* List of tasks:
a - In the trail names post below, list every trail name that appears in the overheard Hot Springs conversation.
b - According to the trail names post below, how much rain fell while the writer stayed at the Greasy Creek Hostel?
c - Please write the next part of the trail names post below, picking up after its final sentence.

***** Page excerpt

What’s in a (Trail) Name?

I rolled into Damascus this morning, glad to have now finished with 3 of the 14 states that the AT meanders through.  It gives me the opportunity to reflect on exactly one month of being out on the trail.  Today a complete stranger gave me a ride to and from a Walmart 13 miles away so I could get my eyeglasses repaired.  This is typical of the acts of kindness that occur on the trail every day. All this guy would take from me in return was my heartfelt thanks.  But for me, it solved a big problem (being able to see).

This picture shows some of the folks with whom I shared space at the Greasy Creek Hostel last week as 5” of rain fell in less than 24 hours.  It was only my second rest day since starting my hike (tomorrow will be my third). The hosts at the Greasy Creek are really nice folks. Interestingly, they said that when they first started the hostel they had complaints from neighbors (yes, they have one) that landed them in court. It seems that the neighbors saw AT hikers coming to the hostel and thought that the owners were taking in homeless people. I’m not sure why that in itself is a problem but such is the impression that an AT thru hiker makes after weeks on the trail.

But the topic of today’s post concerns one of the more curious aspects of the AT hiker subculture – trail names. I emphasize that none of the folks in the above picture are associated with any of the trail names discussed below.

Despite that, let me assure you that the following conversation really did happen as I wandered about Hot Springs: “Hey Cur Dog, is that you?” “Gray Mountaineer! Good to see you again. Let’s get together for dinner tonight.  I’ll see if Witch Doctor can join us.  Tinkle and Doc might be around as well.” “Good, see you tonight around 6?” “Excellent.”

When I told the people with whom I worked that I was planning to retire and hike the AT, one of the first questions I was asked was “what’s your trail name”?  Honesty, I hadn’t a clue at the time that this was so important to thru hiking.  But I caught on quickly and learned that there are certain rules associated with it. For example, they are supposed to be given to you by another hiker.

**********
***** Source excerpt

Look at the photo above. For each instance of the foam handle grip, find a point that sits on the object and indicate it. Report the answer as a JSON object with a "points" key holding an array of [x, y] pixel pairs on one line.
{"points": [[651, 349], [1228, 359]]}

**********

* Answer set:
a - Cur Dog, Gray Mountaineer, Witch Doctor, Tinkle, Doc

b - Five inches fell in less than 24 hours.

c -
I’ve now been on the trail long enough to get thoroughly acquainted with this aspect of AT hiking.  It is kind of like going into the witness protection program – at least for the period of time that you are on the trail you assume a new identity, tied up with your trail name.

It is just another aspect of thru hiking that seems pretty strange when looking in from the outside.  I mean, what is this phenomenon that leads grown men and women to clamor to be known not as Gloria or Jerry, not Brittany or Fred but instead as Zip Code, In Flux, Goddess or Thunderbuns?  I’m not making any of this up by the way.

Each name presents a mystery.  Did Gas Monkey get his name because of a propensity for flatulence? And does that make him proud of his name? What about Black Widow – certainly a disturbing name to be given. It turns out that she got that name when she discovered a black widow spider nest in a shelter.  Loyal readers of this blog, especially the recent Gimmee Shelter post, will understand that this is yet another reason that I am reluctant to stay in AT shelters. The etymology of Whistler seems straight forward enough but what do you make of someone named Drinkles? Ultimately, people don’t seem to really care about origins, just that they have a name.

Thunderbuns got his name for an act of heroism.  In the night, in the middle of a thunderstorm, he responded to multiple calls for help from fellow hikers who had not properly pitched their tents. Getting out of his own tent to help was noble but doing this dressed only in his skivvies bordered on the heroic.

Witch Doctor gets my vote for best trail name and the most interesting person that I’ve met so far on the trail.  Born and raised in Africa by missionaries, he returned to Africa as a missionary himself (and also played the role of physician’s assistant) before returning home to the US to retire.  His trail name is a natural.

At a trail magic event the other day the trail “magician/angel” turned to me and said “hey, are you Gray Beard”?  I was not amused.  Gray Beard is trying to set the age record for AT thru hiking – he is 81 (I hope I don’t look 81, at least not yet).   Putting that aside, Gray Beard has assumed legendary status on the trail. Most everyone knows of him and his record attempt.  I’ve run into him on several occasions.  His name is well deserved – he has a very full, very gray beard, kind of like what you’d expect to see on a California gold prospector from the 1800s.

But let’s talk about Tinkle for a moment. I met her and her newly wed husband, Doc, when I went out for dinner with Cur Dog and Witch Doctor.  Under what other conditions could you turn to an adult woman and say, perfectly innocently, “Hey Tinkle, how’s that double cheeseburger you ordered?” I mean, what makes someone willing to accept such a name and even freely introduce herself “Hi, my name’s Tinkle, what’s yours?”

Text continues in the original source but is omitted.